### Your goal
Please rewrite every line from the one containing "Pick out the chair" through the end of the items as a JSON list of strings, with one string per line and blank lines left out.
:: Data for this exercise ::
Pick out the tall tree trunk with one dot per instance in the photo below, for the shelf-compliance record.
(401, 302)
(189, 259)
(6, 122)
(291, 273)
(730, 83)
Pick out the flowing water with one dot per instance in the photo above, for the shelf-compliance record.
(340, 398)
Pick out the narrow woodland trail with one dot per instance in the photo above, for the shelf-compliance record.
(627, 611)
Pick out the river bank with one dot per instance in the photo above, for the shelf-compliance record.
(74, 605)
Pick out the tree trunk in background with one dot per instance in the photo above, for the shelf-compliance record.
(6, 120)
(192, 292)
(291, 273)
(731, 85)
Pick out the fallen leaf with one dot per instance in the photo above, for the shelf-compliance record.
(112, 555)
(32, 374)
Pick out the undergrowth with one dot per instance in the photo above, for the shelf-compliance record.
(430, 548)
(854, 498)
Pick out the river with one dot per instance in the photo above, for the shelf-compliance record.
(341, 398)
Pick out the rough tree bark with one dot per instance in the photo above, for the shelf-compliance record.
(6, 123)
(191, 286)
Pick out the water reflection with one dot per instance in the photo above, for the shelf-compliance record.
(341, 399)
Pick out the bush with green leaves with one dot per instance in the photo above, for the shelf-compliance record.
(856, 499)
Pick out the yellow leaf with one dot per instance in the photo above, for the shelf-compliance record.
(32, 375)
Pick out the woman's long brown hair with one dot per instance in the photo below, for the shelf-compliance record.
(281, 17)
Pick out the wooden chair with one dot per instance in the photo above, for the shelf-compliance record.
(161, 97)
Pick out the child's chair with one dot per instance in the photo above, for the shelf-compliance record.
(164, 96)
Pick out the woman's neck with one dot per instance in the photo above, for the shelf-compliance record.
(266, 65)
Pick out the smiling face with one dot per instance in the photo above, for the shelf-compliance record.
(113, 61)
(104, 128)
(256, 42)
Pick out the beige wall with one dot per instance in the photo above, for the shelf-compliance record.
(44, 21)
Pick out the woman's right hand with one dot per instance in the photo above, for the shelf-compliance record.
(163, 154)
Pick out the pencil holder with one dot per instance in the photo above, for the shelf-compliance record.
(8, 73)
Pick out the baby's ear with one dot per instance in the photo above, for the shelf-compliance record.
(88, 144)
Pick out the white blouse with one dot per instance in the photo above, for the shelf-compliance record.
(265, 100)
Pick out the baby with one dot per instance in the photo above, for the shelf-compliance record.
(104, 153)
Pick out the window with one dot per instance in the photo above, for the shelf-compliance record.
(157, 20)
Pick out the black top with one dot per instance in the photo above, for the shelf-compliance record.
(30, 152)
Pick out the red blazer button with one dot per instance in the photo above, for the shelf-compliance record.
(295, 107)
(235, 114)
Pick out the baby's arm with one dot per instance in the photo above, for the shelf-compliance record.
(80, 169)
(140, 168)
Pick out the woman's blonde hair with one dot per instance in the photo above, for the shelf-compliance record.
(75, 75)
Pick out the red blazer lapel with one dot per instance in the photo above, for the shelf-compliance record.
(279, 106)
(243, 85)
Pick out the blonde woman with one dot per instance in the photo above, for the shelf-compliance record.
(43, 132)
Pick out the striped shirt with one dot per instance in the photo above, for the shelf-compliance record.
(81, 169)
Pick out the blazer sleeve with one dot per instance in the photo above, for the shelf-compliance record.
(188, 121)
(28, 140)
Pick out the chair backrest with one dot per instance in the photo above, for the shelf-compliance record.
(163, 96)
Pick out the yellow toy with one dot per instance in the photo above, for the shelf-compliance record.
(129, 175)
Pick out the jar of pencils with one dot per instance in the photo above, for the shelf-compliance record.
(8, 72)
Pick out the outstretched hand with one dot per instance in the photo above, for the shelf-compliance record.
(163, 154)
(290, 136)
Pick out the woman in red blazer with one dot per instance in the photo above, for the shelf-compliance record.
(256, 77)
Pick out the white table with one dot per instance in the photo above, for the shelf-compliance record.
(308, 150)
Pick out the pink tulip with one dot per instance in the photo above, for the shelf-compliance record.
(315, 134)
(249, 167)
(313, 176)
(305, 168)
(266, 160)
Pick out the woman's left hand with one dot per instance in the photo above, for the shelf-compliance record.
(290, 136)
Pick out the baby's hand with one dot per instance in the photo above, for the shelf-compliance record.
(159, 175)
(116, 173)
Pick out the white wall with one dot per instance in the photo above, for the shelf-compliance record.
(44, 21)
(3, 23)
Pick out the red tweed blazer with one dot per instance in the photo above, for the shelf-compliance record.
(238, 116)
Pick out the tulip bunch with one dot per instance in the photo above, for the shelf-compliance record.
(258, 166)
:::
### Written reply
[
  "Pick out the chair backrest with one dot per instance in the photo above, for the shelf-compliance record.",
  "(163, 96)",
  "Pick out the yellow toy with one dot per instance in the photo above, for the shelf-compliance record.",
  "(129, 175)",
  "Pick out the jar of pencils with one dot per instance in the photo above, for the shelf-compliance record.",
  "(8, 72)",
  "Pick out the outstretched hand with one dot per instance in the photo above, for the shelf-compliance record.",
  "(163, 154)",
  "(290, 136)",
  "Pick out the woman in red blazer with one dot per instance in the photo above, for the shelf-compliance record.",
  "(256, 77)",
  "Pick out the white table with one dot per instance in the photo above, for the shelf-compliance record.",
  "(308, 150)",
  "Pick out the pink tulip with one dot per instance in the photo above, for the shelf-compliance record.",
  "(315, 134)",
  "(249, 167)",
  "(313, 176)",
  "(305, 168)",
  "(266, 160)",
  "Pick out the woman's left hand with one dot per instance in the photo above, for the shelf-compliance record.",
  "(290, 136)",
  "Pick out the baby's hand with one dot per instance in the photo above, for the shelf-compliance record.",
  "(159, 175)",
  "(116, 173)",
  "Pick out the white wall with one dot per instance in the photo above, for the shelf-compliance record.",
  "(44, 21)",
  "(3, 23)",
  "Pick out the red tweed blazer with one dot per instance in the photo above, for the shelf-compliance record.",
  "(238, 116)",
  "Pick out the tulip bunch with one dot per instance in the photo above, for the shelf-compliance record.",
  "(258, 166)"
]